| Requirements |
Reproduce every entry exactly as shown.

| Material provided |
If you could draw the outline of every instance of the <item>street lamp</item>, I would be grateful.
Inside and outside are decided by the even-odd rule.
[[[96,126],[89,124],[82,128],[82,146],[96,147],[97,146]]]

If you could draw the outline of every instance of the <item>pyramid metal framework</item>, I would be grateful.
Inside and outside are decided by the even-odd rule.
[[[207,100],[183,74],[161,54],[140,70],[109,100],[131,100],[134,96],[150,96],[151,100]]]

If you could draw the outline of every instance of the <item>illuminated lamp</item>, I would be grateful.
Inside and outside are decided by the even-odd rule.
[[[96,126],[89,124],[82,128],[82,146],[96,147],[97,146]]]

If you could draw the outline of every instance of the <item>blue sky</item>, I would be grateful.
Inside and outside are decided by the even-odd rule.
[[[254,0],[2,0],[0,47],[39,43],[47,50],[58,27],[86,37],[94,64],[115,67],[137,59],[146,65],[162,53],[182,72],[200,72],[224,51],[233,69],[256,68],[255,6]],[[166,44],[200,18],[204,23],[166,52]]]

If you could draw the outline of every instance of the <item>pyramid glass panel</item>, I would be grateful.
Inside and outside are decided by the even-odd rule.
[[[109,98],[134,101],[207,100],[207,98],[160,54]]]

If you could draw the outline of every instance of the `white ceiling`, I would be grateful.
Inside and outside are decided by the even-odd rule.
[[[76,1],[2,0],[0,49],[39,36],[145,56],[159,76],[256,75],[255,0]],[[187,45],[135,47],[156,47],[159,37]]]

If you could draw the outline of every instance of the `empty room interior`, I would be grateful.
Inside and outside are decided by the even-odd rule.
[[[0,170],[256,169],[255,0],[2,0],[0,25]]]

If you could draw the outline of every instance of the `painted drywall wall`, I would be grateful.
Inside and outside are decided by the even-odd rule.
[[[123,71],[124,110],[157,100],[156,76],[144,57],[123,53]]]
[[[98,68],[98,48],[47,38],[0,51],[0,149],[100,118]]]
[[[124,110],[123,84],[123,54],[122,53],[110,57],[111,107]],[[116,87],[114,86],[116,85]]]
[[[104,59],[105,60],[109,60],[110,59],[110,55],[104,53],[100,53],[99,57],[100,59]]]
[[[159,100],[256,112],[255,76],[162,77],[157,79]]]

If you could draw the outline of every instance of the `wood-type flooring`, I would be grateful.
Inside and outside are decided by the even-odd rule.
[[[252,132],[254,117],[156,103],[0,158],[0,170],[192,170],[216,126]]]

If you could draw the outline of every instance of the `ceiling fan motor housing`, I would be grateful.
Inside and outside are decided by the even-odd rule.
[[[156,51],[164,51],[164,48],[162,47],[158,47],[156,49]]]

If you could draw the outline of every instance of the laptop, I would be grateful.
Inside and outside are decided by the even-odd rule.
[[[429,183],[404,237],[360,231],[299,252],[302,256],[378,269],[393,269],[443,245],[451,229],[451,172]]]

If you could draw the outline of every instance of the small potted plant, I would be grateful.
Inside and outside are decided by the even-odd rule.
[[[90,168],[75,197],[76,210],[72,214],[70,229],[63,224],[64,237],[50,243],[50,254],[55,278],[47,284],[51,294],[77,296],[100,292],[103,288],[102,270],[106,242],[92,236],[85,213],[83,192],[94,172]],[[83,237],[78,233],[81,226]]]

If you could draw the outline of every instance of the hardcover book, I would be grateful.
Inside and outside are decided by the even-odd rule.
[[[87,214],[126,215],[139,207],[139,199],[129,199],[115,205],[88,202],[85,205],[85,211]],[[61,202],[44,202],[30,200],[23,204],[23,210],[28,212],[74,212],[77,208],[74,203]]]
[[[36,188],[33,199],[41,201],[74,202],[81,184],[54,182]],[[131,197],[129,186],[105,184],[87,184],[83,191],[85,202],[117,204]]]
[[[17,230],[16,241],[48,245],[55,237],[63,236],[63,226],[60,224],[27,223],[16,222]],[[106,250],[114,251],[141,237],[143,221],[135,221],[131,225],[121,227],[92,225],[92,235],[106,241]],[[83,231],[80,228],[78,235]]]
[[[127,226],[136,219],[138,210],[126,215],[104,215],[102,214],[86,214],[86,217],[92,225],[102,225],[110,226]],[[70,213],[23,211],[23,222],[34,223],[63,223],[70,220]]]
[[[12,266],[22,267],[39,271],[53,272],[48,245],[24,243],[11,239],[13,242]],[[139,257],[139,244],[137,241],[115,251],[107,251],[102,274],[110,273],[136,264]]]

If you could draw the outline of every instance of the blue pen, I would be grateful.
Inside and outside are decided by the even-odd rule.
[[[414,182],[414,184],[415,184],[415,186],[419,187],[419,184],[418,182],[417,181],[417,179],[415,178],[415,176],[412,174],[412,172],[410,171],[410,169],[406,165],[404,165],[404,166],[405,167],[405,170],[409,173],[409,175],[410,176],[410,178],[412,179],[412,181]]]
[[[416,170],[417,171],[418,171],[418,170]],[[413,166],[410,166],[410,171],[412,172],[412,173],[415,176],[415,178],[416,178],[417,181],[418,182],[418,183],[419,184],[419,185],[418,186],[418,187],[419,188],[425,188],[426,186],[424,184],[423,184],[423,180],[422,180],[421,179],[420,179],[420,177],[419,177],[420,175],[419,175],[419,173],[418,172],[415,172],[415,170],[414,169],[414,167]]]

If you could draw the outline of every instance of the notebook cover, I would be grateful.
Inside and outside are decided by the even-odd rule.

| Solution to this problem |
If you could draw the outline of every instance of the <item>street lamp</item>, I would be grateful.
Inside and outside are decided by the even-odd rule.
[[[96,126],[89,124],[82,128],[82,146],[96,147],[97,146]]]

If you could draw the outline of every instance of the <item>pyramid metal framework</item>, I would be grateful.
Inside and outside are decided by the even-odd rule.
[[[207,100],[183,74],[161,54],[140,70],[109,100],[131,100],[134,96],[150,96],[151,100]]]

If you could draw the outline of every instance of the <item>illuminated lamp</item>, I would be grateful.
Inside and outside are decided by the even-odd rule.
[[[96,126],[89,124],[82,128],[82,146],[96,147],[97,146]]]

If you could draw the outline of every instance of the <item>blue sky</item>, I would be grateful.
Inside and outside are decided by the even-odd rule.
[[[254,0],[2,0],[0,47],[39,43],[47,50],[58,27],[86,37],[94,64],[115,67],[137,59],[146,65],[162,53],[182,72],[200,72],[224,51],[233,69],[256,68],[255,6]],[[166,44],[200,18],[204,23],[166,52]]]

If you could draw the outline of every instance of the <item>pyramid glass panel</item>, I would be grateful.
Inside and outside are decided by the even-odd rule.
[[[109,98],[134,101],[207,100],[207,98],[160,54]]]

If you could draw the outline of every instance of the `white ceiling`, I would be grateful.
Inside and outside are decided by the even-odd rule.
[[[76,1],[2,0],[0,49],[39,36],[145,56],[159,76],[256,75],[255,0]],[[187,45],[135,47],[156,47],[159,37]]]

If you could draw the outline of every instance of the `empty room interior`, I would be grateful.
Inside and outside are decided by the even-odd rule.
[[[0,170],[256,169],[255,0],[2,0],[0,25]]]

If you could draw the outline of every instance of the `painted drywall wall`, I would be grateful.
Inside and outside are decided by the even-odd rule.
[[[123,71],[124,110],[157,100],[156,76],[144,57],[123,53]]]
[[[98,68],[98,48],[47,38],[0,51],[0,149],[100,118]]]
[[[124,110],[123,84],[123,54],[122,53],[110,57],[111,107]],[[116,87],[114,86],[116,85]]]
[[[104,59],[105,60],[109,60],[110,59],[110,55],[104,53],[100,53],[99,57],[100,59]]]
[[[159,100],[256,112],[255,76],[162,77],[157,79]]]

If you could draw the outline of every instance of the `wood-type flooring`, I would be grateful.
Inside and outside are decided by the even-odd rule.
[[[252,132],[254,117],[156,103],[0,158],[0,170],[192,170],[216,126]]]

If you could draw the outline of every instance of the `ceiling fan motor housing`, I would be grateful.
Inside and outside are decided by the even-odd rule.
[[[156,51],[164,51],[164,48],[162,47],[158,47],[156,49]]]

If you could draw the outline of every instance of the laptop, I would be grateful.
Inside and outside are decided by the even-odd rule.
[[[429,183],[404,237],[360,231],[299,252],[302,256],[378,269],[393,269],[443,245],[451,229],[451,172]]]

If you could draw the outline of every instance of the small potted plant, I would be grateful.
Inside and outside are decided by the even-odd rule.
[[[90,168],[75,197],[76,210],[72,214],[70,229],[63,224],[64,237],[50,243],[50,254],[55,278],[47,284],[51,294],[77,296],[100,292],[103,288],[102,270],[106,242],[92,236],[85,213],[83,192],[94,172]],[[83,237],[78,233],[81,226]]]

If you could draw the outline of every instance of the hardcover book, I would be grateful.
Inside and outside are decided by the even-odd rule.
[[[87,214],[126,215],[139,207],[139,199],[129,199],[115,205],[88,202],[85,205],[85,211]],[[61,202],[44,202],[30,200],[23,204],[23,210],[28,212],[74,212],[77,208],[74,203]]]
[[[36,188],[33,199],[41,201],[74,202],[81,184],[54,182]],[[131,197],[129,186],[105,184],[87,184],[83,191],[85,202],[117,204]]]
[[[17,230],[16,241],[48,245],[55,237],[63,236],[63,226],[60,224],[27,223],[16,222]],[[106,250],[114,251],[141,237],[143,221],[135,221],[131,225],[121,227],[92,225],[92,235],[106,241]],[[83,231],[80,228],[78,235]]]
[[[127,226],[136,219],[138,210],[126,215],[104,215],[102,214],[86,214],[86,217],[92,225],[102,225],[110,226]],[[70,213],[23,211],[23,222],[34,223],[63,223],[70,220]]]
[[[12,266],[22,267],[39,271],[53,272],[48,245],[24,243],[11,239],[13,242]],[[139,257],[139,244],[137,241],[115,251],[107,251],[102,274],[110,273],[136,264]]]

If you could draw the outline of every instance of the blue pen, I would be grateful.
Inside and outside are decided by the even-odd rule.
[[[414,182],[414,184],[415,184],[415,186],[419,187],[419,184],[418,182],[417,181],[417,179],[415,178],[415,176],[412,174],[412,172],[410,171],[410,169],[406,165],[404,165],[404,166],[405,167],[405,170],[409,173],[409,175],[410,176],[410,178],[412,179],[412,181]]]
[[[416,170],[417,171],[418,171],[418,170]],[[413,166],[410,166],[410,171],[412,172],[412,173],[415,176],[415,178],[416,178],[417,181],[418,182],[418,183],[419,184],[419,185],[418,186],[418,187],[419,188],[425,188],[426,186],[424,184],[423,184],[423,180],[422,180],[421,179],[420,179],[420,177],[419,177],[420,175],[419,175],[419,173],[418,172],[415,172],[415,170],[414,169],[414,167]]]

If you could draw the outline of every instance of the notebook cover, I would be grateful.
Inside and outside are decided by the even-odd rule.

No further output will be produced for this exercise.